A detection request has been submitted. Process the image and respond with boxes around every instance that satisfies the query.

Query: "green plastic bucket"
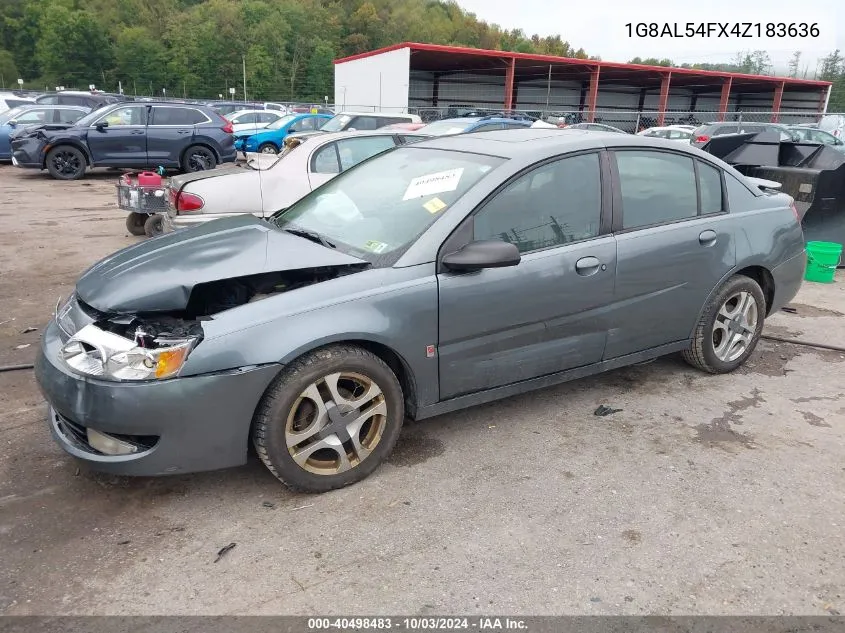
[805,241,842,283]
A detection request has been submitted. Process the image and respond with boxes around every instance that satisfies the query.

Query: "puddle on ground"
[694,388,761,449]
[801,411,831,427]
[740,340,845,377]
[784,303,844,318]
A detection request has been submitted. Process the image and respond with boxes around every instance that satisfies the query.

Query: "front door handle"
[177,129,191,135]
[575,256,602,276]
[699,230,717,246]
[130,130,145,135]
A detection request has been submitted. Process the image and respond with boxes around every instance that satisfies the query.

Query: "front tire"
[683,274,766,374]
[252,345,405,493]
[257,142,278,155]
[181,145,217,173]
[45,146,86,180]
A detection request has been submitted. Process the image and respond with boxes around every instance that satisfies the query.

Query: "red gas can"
[137,171,162,187]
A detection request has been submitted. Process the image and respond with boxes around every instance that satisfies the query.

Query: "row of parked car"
[578,119,845,152]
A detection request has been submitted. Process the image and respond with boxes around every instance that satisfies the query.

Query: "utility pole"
[242,55,247,102]
[545,64,552,111]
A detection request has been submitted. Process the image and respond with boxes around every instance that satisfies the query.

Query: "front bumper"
[12,139,44,169]
[10,137,43,168]
[35,318,281,476]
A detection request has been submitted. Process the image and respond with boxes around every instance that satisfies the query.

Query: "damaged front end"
[58,264,365,382]
[58,300,204,381]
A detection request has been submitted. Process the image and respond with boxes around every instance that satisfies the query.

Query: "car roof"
[230,109,272,115]
[334,111,416,117]
[407,128,719,159]
[644,126,692,132]
[300,129,420,144]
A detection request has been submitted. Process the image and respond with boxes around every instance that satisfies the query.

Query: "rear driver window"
[616,151,697,229]
[697,161,724,214]
[152,107,208,125]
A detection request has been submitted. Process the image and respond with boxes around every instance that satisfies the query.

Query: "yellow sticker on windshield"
[423,197,447,214]
[364,240,389,254]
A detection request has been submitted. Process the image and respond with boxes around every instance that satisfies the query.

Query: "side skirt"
[415,340,691,420]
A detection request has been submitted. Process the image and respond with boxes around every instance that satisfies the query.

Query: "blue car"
[234,113,332,154]
[417,115,533,136]
[1,104,90,160]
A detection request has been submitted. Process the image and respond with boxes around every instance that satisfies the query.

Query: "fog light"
[86,428,139,455]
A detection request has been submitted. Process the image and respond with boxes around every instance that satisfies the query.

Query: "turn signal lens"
[155,344,193,379]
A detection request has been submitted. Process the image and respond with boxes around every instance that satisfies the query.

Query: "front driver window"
[473,153,602,253]
[98,106,146,126]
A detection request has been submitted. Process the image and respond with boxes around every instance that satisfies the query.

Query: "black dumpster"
[701,131,845,251]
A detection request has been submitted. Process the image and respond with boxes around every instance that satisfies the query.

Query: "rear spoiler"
[746,176,783,193]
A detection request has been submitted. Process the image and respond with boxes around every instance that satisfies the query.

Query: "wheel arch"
[273,337,420,419]
[690,261,776,338]
[180,141,220,166]
[42,140,91,168]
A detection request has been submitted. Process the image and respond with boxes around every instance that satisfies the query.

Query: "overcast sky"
[455,0,843,75]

ACTIVITY: Each entry above must come back exactly as written. Drop the images.

RESPONSE FOR THIS EXERCISE:
A detection request has been submitted. Process the image and respond with boxes around every instance that satisfies the query.

Query: "green plastic bucket"
[805,241,842,283]
A detection request has been submitted. Process the image and respond with boxes around every instance that satisfies the query.

Query: "puddle on ground"
[694,388,761,449]
[801,411,831,427]
[740,340,845,377]
[784,303,844,318]
A detection request has been submitted. Process the image and respond with boxes around every instance that satisfies the query.

Query: "front door handle"
[177,129,191,135]
[575,256,602,276]
[699,230,717,246]
[130,130,145,135]
A detection request has been submitted. Process the image and respond with boxes around every instance that satisfies the query.

Query: "front tire"
[683,274,766,374]
[252,345,405,493]
[257,142,278,155]
[181,145,217,173]
[45,146,86,180]
A detection request has been submitted. Process the image and respond with boxes around every instance that satisfies the query.

Query: "red gas can"
[137,171,162,187]
A detection request has been submitted. Process the image and respond with boxes around every instance that satisfies the query.

Query: "row of parked car"
[578,119,845,152]
A detection request has been submitted. Process the image and respond with boxes around every instance that satisfies the query.

Query: "utility pole"
[242,55,247,102]
[545,64,552,111]
A detection request has been submitted. Process the image and respond with boxes around every instance that satisfies the query.

Query: "front bumper"
[12,139,44,169]
[10,137,43,168]
[35,318,281,476]
A detection request has been submitted. Process the image and respond with boxes around every instance that satisfies the query.

Query: "damaged front end"
[58,264,365,382]
[58,300,204,381]
A detection request has been submitted. Process the image and respond with boxes around every instance that satisfies the query.

Query: "car roof"
[230,109,272,115]
[334,111,416,117]
[407,128,719,159]
[644,126,692,132]
[300,129,420,144]
A detection request has been submitted. Process the image and respond with boxes around every instance that satisfies the query.

Query: "rear driver window"
[616,151,697,229]
[697,161,724,214]
[152,107,208,125]
A detection request has been submitted. Process the image and respond with boxes around every instance that satisfies the query.

Query: "yellow sticker on windshield"
[423,197,447,214]
[364,240,389,254]
A detection request has been submitted. Process the image and respond with boxes around every instance that satisfies the query.

Query: "side skirt"
[415,340,691,420]
A detection request has been submitted. Process the image and respond with boxes around every instance that satisfies the query.

Query: "blue car"
[234,113,332,154]
[417,115,533,136]
[1,104,90,160]
A detection request has been submitted. Process the image and respond with boxes around every instance that satisfies the query.

Query: "fog light"
[86,428,139,455]
A detection request has been submitted. Process the image and respond with boxes around every instance that satisfies the query.

Query: "turn signal lens"
[155,344,193,379]
A detection request has been submitted. Process the image and respond with boxes around every instance that satisfies the query.

Query: "front driver window"
[473,153,602,253]
[98,106,146,126]
A detection request has been submitted. Process the image and respond with boxes around every instance that satisfies the query.

Query: "black dumpster"
[701,131,845,251]
A detection request has been submitted. Process the image and respond with boxes around every instance that satisfies the query.

Query: "rear spoiler"
[746,176,783,193]
A detection request has been submitted. Process the image and respond with boxes around every instance that satisfies the query.

Query: "wheel arch"
[273,337,420,419]
[690,261,776,338]
[180,141,220,166]
[42,140,91,168]
A detection request has been submitted. Process the image and respond with boxes around every instance that satisfies the query.

Query: "overcast sky"
[455,0,843,75]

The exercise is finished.